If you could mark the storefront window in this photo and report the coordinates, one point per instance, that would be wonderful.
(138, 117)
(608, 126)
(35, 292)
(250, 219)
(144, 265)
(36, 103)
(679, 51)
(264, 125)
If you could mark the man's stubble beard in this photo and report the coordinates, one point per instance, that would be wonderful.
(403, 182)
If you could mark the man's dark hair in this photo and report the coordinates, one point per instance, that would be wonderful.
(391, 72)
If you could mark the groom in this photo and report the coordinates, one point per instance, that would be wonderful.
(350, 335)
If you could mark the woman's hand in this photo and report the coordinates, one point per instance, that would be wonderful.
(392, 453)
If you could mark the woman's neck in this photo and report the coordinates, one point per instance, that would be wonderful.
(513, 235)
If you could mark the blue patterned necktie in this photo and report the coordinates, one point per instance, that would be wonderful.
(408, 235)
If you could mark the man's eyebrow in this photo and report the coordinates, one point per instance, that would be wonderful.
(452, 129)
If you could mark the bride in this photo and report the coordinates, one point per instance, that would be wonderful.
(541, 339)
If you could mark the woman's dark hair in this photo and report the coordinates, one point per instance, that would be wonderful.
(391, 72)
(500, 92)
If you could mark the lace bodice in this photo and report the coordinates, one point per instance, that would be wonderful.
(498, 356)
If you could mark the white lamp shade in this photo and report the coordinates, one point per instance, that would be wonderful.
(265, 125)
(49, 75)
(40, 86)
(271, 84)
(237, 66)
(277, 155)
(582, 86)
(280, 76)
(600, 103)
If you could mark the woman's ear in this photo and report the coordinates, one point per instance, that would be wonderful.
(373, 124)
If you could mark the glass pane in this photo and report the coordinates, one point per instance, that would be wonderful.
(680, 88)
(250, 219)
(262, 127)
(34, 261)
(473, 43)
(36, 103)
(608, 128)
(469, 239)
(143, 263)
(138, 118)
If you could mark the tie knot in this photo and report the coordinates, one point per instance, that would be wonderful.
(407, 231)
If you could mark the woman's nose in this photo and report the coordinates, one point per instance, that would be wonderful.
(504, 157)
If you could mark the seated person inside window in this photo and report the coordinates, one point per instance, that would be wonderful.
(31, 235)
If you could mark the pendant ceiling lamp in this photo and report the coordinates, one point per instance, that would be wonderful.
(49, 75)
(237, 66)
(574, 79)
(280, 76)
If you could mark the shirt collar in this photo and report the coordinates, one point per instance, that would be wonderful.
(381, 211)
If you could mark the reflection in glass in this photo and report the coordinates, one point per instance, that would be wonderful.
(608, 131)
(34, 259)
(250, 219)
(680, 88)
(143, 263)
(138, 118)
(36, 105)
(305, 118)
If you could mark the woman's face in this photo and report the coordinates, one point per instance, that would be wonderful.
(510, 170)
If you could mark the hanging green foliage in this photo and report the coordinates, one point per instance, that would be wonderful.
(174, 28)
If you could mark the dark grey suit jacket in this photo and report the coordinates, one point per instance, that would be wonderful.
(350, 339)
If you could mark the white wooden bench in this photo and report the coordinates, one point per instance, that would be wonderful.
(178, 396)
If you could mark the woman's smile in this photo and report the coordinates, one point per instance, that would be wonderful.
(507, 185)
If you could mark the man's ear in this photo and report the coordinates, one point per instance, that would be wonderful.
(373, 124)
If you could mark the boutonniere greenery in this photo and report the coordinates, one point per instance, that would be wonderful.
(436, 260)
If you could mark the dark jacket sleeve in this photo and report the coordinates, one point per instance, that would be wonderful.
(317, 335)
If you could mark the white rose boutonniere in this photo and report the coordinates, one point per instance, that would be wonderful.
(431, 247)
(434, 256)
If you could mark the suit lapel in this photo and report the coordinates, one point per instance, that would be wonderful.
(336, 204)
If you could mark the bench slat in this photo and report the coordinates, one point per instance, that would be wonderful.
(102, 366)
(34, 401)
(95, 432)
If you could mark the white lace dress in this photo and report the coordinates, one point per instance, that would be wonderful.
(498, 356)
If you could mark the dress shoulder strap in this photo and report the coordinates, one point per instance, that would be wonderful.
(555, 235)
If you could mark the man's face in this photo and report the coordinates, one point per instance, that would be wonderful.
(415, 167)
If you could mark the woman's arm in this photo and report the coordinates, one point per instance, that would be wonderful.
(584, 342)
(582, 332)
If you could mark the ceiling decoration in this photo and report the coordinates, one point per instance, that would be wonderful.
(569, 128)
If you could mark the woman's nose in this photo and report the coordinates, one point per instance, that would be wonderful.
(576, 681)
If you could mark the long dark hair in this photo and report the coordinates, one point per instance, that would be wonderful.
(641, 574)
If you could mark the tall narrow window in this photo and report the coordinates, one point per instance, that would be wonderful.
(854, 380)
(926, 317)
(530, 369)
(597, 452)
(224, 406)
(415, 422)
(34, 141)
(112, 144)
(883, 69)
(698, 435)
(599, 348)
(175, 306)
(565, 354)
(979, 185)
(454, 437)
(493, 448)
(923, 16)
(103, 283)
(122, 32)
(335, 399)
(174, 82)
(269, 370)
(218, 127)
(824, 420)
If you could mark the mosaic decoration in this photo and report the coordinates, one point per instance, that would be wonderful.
··········
▸ Exercise brief:
All entries shown above should be printed again exactly.

▸ Solution:
If you could mark the storefront window in this photo and report the coordinates, one point per instance, that would be wonderful.
(138, 117)
(608, 126)
(35, 292)
(250, 219)
(144, 265)
(36, 103)
(679, 51)
(264, 125)
If you could mark the man's stubble beard in this photo and report the coordinates, one point per instance, that would be wonderful.
(403, 182)
If you could mark the man's dark hair in this photo and report the coordinates, one point per instance, that would be wonderful.
(391, 72)
If you could mark the groom in this photo and report the coordinates, one point per instance, that would be wonderful.
(350, 335)
If you could mark the woman's hand in this photo and report the coordinates, one point per instance, that would be wonderful.
(392, 453)
If you could mark the woman's neck in this photo and report the coordinates, one point per instance, that would be wonderful.
(513, 235)
If you could mark the blue patterned necktie in this photo and report the coordinates, one point per instance, that would be wonderful.
(408, 235)
If you could mark the man's eyebrow in this photo and report the coordinates, one point per instance, that would be wonderful.
(452, 129)
If you could mark the bride in this photo and report the coordinates, one point per instance, that would be wonderful.
(541, 339)
If you could mark the woman's dark hair in this photo and report the coordinates, one point per instance, that would be wonderful.
(391, 72)
(500, 92)
If you could mark the lace bodice in this photo and report the coordinates, one point per instance, that would be wonderful.
(498, 356)
If you could mark the white lamp shade in this photo and report the coordinates, one point per instance, that would be wonderful.
(265, 125)
(49, 75)
(40, 86)
(271, 84)
(237, 66)
(277, 155)
(582, 86)
(280, 76)
(600, 103)
If you could mark the woman's ear in this photo and report the coordinates, one point per instance, that would be wonderful.
(373, 124)
If you could mark the glass pane in this photo and report the coordinates, one point per instance, that would be wonderful.
(680, 88)
(250, 219)
(262, 127)
(34, 261)
(473, 43)
(36, 103)
(608, 128)
(469, 239)
(143, 263)
(138, 118)
If you could mark the tie knot in this photo and report the coordinates, one point per instance, that would be wonderful.
(407, 231)
If you could mark the woman's nose in this photo and report the coordinates, one point per instance, that would be wonderful.
(504, 157)
If you could mark the seated person inside window in this photo and report the coordinates, one point per instance, that would be wonderful.
(31, 235)
If you could mark the pendant ceiling lamp in this photo and report the coordinates, one point per instance, that would be wonderful.
(49, 75)
(237, 66)
(574, 79)
(280, 76)
If you could mark the shirt collar in this photo and report the coordinates, one point per instance, that would be wonderful.
(381, 211)
If you could mark the reflection in glass in this photo and report the coordinates, one point per instance, that would be wonderful.
(608, 131)
(34, 259)
(250, 219)
(680, 88)
(143, 263)
(138, 118)
(36, 105)
(305, 118)
If you could mark the woman's face in this photo and report the coordinates, one point per instance, that would be wonderful.
(510, 170)
If you could mark the hanging green foliage in this photo and report the coordinates, one point per instance, that would be wonderful.
(174, 28)
If you could mark the dark grey suit jacket in this photo and report the coordinates, one point per instance, that would be wonderful.
(350, 339)
If you could mark the white wooden bench in this photo and report the coordinates, one point per instance, that would be wonderful.
(178, 396)
If you could mark the woman's smile in this photo and report the coordinates, one point per instance, that would be wonderful.
(507, 185)
If you could mark the man's ear in this photo and report the coordinates, one point per instance, that would be wonderful.
(373, 124)
If you could mark the boutonniere greenery in this photo and report the coordinates, one point per instance, that would be wonderful.
(436, 260)
If you could mark the dark jacket sleeve in this photo and report the coordinates, one point per instance, that would be wonderful.
(317, 335)
If you could mark the white rose boutonniere in this photo and report the coordinates, one point per instance, that would be wonderful.
(431, 247)
(434, 256)
If you could mark the suit lapel in this photo and report the coordinates, one point per instance, that would be wonderful.
(336, 204)
If you could mark the bench slat in this photo and report the coordinates, one point per instance, that would be wonderful.
(102, 366)
(34, 401)
(95, 432)
If you could mark the white lace dress in this photo and report the coordinates, one point per instance, that would be wonderful.
(498, 356)
If you could mark the dress shoulder strap in this photo and report the coordinates, one point per instance, that would be wonderful.
(555, 235)
If you could mark the man's face in this photo and report the coordinates, one point per instance, that would be wonderful.
(415, 167)
If you could mark the woman's arm in this photo and report the coordinates, one point per instance, that would be wonderful.
(584, 342)
(582, 332)
If you could mark the ceiling decoration in this photo and report the coordinates, one point per instance, that would be wonderful.
(569, 128)
If you could mark the woman's nose in this photo and report the coordinates, one point per instance, that would be wonderful.
(576, 681)
If you could mark the long dark hair in this photo and report the coordinates, one point per instance, that would be wonderful.
(641, 574)
If you could mark the tall narrow window in this photo and report the coordinates, one point per instance, that would be wonderful.
(854, 380)
(926, 317)
(530, 369)
(597, 452)
(224, 406)
(415, 422)
(34, 141)
(112, 144)
(883, 69)
(698, 435)
(599, 348)
(175, 306)
(565, 354)
(979, 185)
(454, 437)
(493, 448)
(923, 16)
(103, 283)
(122, 32)
(335, 399)
(174, 82)
(269, 370)
(218, 127)
(824, 420)
If you could mark the mosaic decoration in this photo and report the coordinates, one point per instance, that would be wonderful.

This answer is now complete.